→ Task goal:
Retype the whole listing, character for character.

→ Data extracts:
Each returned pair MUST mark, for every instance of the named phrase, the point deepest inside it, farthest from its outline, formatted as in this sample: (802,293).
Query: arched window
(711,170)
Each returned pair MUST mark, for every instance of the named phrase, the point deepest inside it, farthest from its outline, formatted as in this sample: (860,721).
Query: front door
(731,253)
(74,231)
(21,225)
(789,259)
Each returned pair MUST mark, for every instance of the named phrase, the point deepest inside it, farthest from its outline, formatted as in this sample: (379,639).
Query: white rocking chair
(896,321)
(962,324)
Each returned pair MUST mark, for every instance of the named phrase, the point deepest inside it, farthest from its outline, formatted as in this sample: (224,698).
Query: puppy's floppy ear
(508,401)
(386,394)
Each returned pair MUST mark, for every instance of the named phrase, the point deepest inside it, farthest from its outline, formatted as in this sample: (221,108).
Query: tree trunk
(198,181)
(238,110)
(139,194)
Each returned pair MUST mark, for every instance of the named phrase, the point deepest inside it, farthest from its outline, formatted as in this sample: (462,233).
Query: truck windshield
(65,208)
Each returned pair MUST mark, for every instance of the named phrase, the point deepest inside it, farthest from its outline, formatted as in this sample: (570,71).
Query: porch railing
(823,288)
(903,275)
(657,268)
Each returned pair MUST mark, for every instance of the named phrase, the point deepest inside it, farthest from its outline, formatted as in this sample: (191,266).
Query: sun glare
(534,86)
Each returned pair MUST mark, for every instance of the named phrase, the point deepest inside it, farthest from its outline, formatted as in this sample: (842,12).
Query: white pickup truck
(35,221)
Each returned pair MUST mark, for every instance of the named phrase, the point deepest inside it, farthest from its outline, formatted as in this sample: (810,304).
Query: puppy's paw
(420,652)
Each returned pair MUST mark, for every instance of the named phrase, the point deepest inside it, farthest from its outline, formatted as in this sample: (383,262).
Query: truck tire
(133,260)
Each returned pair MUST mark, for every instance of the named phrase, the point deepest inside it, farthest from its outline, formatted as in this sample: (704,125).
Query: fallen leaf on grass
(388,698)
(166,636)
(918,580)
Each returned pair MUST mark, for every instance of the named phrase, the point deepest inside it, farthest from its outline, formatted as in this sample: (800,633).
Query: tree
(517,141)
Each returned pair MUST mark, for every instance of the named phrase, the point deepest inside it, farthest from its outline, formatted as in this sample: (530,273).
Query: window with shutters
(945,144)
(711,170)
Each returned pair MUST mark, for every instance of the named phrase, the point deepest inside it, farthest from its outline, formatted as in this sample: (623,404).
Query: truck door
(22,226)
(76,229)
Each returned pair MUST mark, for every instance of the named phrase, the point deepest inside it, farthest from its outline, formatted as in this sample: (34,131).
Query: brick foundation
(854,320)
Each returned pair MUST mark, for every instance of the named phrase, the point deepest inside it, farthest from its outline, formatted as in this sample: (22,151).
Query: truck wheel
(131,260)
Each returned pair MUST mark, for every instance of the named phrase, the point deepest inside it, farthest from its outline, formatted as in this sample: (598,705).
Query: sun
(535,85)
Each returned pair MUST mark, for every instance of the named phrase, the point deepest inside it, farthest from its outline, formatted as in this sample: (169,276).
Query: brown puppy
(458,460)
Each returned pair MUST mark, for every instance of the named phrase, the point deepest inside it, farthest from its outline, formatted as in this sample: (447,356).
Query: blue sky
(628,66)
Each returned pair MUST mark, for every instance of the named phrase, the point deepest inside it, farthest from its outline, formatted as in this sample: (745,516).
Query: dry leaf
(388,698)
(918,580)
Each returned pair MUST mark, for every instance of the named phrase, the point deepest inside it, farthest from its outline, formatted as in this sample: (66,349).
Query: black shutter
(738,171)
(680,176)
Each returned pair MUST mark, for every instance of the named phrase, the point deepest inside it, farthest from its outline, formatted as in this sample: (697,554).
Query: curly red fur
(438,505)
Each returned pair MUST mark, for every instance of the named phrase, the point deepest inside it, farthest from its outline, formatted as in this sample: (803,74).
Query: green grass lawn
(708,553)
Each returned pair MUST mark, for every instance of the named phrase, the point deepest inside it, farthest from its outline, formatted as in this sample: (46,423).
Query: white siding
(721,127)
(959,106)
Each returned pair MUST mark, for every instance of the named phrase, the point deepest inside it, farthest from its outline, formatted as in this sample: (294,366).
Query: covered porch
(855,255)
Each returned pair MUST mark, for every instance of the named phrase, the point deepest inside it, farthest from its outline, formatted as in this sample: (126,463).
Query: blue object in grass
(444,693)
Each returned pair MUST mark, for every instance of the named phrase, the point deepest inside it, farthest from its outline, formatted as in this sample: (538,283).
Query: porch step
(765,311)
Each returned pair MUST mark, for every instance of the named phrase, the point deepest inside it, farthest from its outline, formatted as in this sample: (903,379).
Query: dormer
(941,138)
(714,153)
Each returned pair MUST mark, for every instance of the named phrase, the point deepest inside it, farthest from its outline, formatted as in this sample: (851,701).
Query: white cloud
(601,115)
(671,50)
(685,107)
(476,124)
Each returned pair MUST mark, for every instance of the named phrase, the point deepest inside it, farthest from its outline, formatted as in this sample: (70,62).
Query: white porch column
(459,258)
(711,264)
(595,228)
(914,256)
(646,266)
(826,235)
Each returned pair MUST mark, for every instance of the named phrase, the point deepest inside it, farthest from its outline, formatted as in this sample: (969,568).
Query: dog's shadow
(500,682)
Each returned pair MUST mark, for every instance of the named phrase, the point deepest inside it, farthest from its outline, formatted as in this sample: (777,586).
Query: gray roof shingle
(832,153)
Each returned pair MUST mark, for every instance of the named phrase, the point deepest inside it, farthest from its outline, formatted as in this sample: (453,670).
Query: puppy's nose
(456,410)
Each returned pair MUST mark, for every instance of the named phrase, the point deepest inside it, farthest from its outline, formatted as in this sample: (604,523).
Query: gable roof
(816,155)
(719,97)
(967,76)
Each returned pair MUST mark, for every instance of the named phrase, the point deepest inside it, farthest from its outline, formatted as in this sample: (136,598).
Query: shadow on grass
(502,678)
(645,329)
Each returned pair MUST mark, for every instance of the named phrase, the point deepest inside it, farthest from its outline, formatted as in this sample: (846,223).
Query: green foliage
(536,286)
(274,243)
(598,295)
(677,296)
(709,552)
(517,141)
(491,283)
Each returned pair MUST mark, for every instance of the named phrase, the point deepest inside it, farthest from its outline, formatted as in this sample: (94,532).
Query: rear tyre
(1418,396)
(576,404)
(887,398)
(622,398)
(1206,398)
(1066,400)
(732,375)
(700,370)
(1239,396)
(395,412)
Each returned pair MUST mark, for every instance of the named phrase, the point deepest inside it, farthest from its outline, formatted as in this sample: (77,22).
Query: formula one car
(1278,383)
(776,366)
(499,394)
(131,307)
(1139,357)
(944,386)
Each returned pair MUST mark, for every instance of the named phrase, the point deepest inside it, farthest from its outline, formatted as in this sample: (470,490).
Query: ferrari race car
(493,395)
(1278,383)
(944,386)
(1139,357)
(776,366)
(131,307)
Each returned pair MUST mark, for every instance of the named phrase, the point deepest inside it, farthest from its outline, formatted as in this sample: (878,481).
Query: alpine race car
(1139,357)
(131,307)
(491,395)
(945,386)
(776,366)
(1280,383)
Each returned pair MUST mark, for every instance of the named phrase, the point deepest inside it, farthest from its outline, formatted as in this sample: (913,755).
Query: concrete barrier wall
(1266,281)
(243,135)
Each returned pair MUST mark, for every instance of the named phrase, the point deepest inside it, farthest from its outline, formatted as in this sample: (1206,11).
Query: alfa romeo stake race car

→ Answer box:
Each returned pair MUST mark, for every instance of the named phrase, the point deepest inside it, farthest from its outline, formatted as in this sample: (802,293).
Query: arched window
(711,170)
Each returned pair MUST mark, for every instance of the named phrase, the point deepest inside it, farthest from its outline, formatted as in this sample: (860,721).
Query: front door
(731,253)
(74,231)
(21,225)
(789,259)
Each returned pair MUST mark, for every instance of the named phrase, the point deepest inside it, farthest from its outline, formatted as in this sample: (379,639).
Query: white rocking chair
(896,321)
(962,324)
Each returned pair MUST mark, for every instance of the named phrase, the point deepest inside it, farthest from its outline, formatted as in this sample: (224,698).
Query: puppy's floppy ear
(508,401)
(386,394)
Each returned pair MUST mark, for every instance of the named phrase, the point deepest inside it, farthest from its outline, formatted as in this sample: (221,108).
Query: tree trunk
(198,181)
(238,110)
(139,194)
Each returned pair MUST mark, for every instance of the named phrase, the point deepest inside it, farthest from its outline, formatted as in this sample: (462,233).
Query: truck windshield
(65,208)
Each returned pair MUST mark, for every instance of the named phrase, the point deepest inside it, farthest from its outline, formatted as in this sample: (570,71).
Query: porch railing
(823,288)
(903,275)
(657,268)
Each returned pair MUST mark, for every instance of the named phrase, the point deepest inside it, farthest from its outline, formatted as in this sample: (191,266).
Query: sun glare
(534,86)
Each returned pair MUST mark, for every instance of the named phrase, the point deepest inside it, farthest from its outline, formatted as in this sample: (842,12).
Query: white pickup truck
(35,221)
Each returned pair MUST mark, for every instance of the named phrase, the point deepest inside it, farthest from its outline, formatted as in this sample: (810,304).
Query: puppy's paw
(420,652)
Each returned pair MUST mark, for every instance of the named phrase, the point deepest inside it, farthest from its outline, formatted as in this sample: (383,262).
Query: truck tire
(133,260)
Each returned pair MUST mark, for every instance of the named phrase, the point deepest inside it, farthest from its outline, formatted as in this sample: (704,125).
Query: fallen leaf on grass
(388,698)
(166,636)
(918,580)
Each returned pair MUST mark, for every instance of the named phrase, the point deepest inside it, farthest from its outline, formatted as in this sample: (800,633).
Query: tree
(517,141)
Each returned pair MUST mark, for every instance of the named phrase, the point deepest inside it, farthest from its outline, formatted as in this sample: (530,273).
Query: window with shutters
(945,144)
(711,170)
Each returned pair MUST mark, for every instance of the named phrase, the point deepest inside it, farthest from its outline, formatted as in this sample: (623,404).
Query: truck door
(22,226)
(76,229)
Each returned pair MUST mark, for every instance of the named phrase, the point deepest inside it, farthest from its outline, formatted as in this sample: (34,131).
Query: brick foundation
(854,320)
Each returned pair MUST mark, for every instance of the named phrase, the point deepest inside it, farthest from its outline, formatted as in this sample: (22,151).
Query: truck wheel
(131,260)
Each returned pair MUST mark, for every instance of the named phrase, the point deepest inside it, farthest from its outline, formatted as in this sample: (598,705).
Query: sun
(535,85)
Each returned pair MUST mark, for every instance of the named phrase, the point deepest inside it, farthest from its outline, formatted as in this sample: (169,276).
Query: brown puppy
(458,460)
Each returned pair MUST mark, for every instance of the named phrase, the point deepest inside it, farthest from its outline, formatted as in this sample: (447,356).
Query: blue sky
(628,66)
Each returned pair MUST mark, for every instance of the named phrase, the point deepest inside it, farthest from its outline, formatted as in this sample: (745,516).
Query: dry leaf
(388,698)
(918,580)
Each returned pair MUST mark, for every instance of the named phrase, the point deepest inside it, farthest from its outline, formatted as in this sample: (66,349).
Query: black shutter
(738,171)
(680,176)
Each returned pair MUST mark, for every instance of the named phrase, the point deepest inside it, farthest from its outline, formatted as in this sample: (697,554).
Query: curly red fur
(438,505)
Each returned pair MUST mark, for every instance of the named phrase, the point deepest inside it, farthest from its outline, formatted as in this sample: (803,74).
Query: green grass lawn
(708,553)
Each returned pair MUST mark, for every instance of the named phrase, the point deepest inside it, farthest from its outline, formatted as in this sample: (46,423).
Query: white siding
(721,127)
(959,106)
Each returned pair MUST mark, for every instance of the named phrase, the point deepest inside it, farthest from its outline, formatted as in this sample: (294,366).
Query: covered porch
(855,255)
Each returned pair MUST mark, for every instance of the named phrase, the point deepest inside it, farthest from its outline, formatted as in this sample: (126,463).
Query: blue object in grass
(444,693)
Each returned pair MUST mark, for every instance of the named phrase, the point deepest inside it, farthest from its outline, formatted as in this sample: (538,283).
Query: porch step
(765,311)
Each returned pair MUST mark, for every instance of the named phrase, the point deepest inside it, farthest from its outline, formatted as in this sample: (903,379).
Query: dormer
(941,138)
(714,153)
Each returned pair MUST mark, for every instance of the named phrase, the point deepest inside it, farthest from its outline, formatted as in this sample: (851,701).
Query: white cloud
(601,115)
(671,50)
(685,107)
(476,124)
Each returned pair MUST mark, for every instance of the named phrase, the point deepest inside it, farthest from its outline, formatted as in this sample: (70,62).
Query: white porch column
(459,258)
(711,264)
(595,228)
(914,256)
(646,266)
(826,235)
Each returned pair MUST mark, for every instance of the named phrase, the point deepest inside it, farthest from its outline, formatted as in this sample: (969,568).
Query: dog's shadow
(500,682)
Each returned pair MUST mark, for every instance of the named phrase, the point deepest inside it, farthest from its outline, formatted as in this sample: (777,586).
Query: gray roof shingle
(832,153)
Each returned pair MUST mark, for every instance of the named phrase, the point deepest inside it, farthest from its outline, formatted as in this sample: (453,670).
Query: puppy's nose
(456,410)
Each returned pair MUST mark, for every instance of the named phrase, the point deepest inside it, farthest from its outline, formatted as in this sample: (604,523).
Query: gable roof
(816,155)
(719,97)
(967,76)
Each returned pair MUST mark, for every instance of the named phrase, the point deepest inside it, farthest from its outline, formatted as in this sample: (136,598).
Query: shadow on grass
(502,678)
(645,329)
Each returned pair MUST mark, for every instance of the named phrase, the point deepest inside it, farthest from its outline, formatted as in this sample: (846,223).
Query: green foliage
(536,286)
(274,243)
(598,295)
(677,296)
(709,552)
(517,141)
(491,283)
Each returned pair MUST mark, for every instance of the named phrase, the point deepest inside it, farthest from its outline, formatted as in this sample: (94,532).
Query: rear tyre
(1418,396)
(576,404)
(887,398)
(622,398)
(1206,398)
(1066,400)
(732,375)
(700,370)
(1239,396)
(395,412)
Each returned pair MUST mark, for every instance of the named phrase, the point deepest inside it, farthest from its outline, formatted as in this sample: (77,22).
Query: formula one car
(1278,383)
(776,366)
(499,394)
(131,307)
(1139,357)
(944,386)
Each returned pair MUST mark, for every instance of the named phrase, the point deepest inside it, farthest from its outline, formatted as in this sample: (470,490).
Query: ferrari race car
(493,395)
(1278,383)
(944,386)
(1139,357)
(776,366)
(131,307)
Each returned pair MUST mark, for every instance of the named phrase, the point deepest inside it, farthest from its outline, formatted as in this sample: (878,481).
Query: alpine race car
(1139,357)
(131,307)
(491,395)
(945,386)
(776,366)
(1280,383)
Each returned pair MUST mark, for every instance of the named phrase, the point deepest inside it, farthest from its outline, formatted as in this sample: (913,755).
Query: concrete barrier wall
(1266,281)
(243,135)
Each returned pair MUST mark, for every instance of the named phrase, the point deepest inside it, farthest from its outline, formatted as in this sample: (1206,11).
Query: alfa romeo stake race car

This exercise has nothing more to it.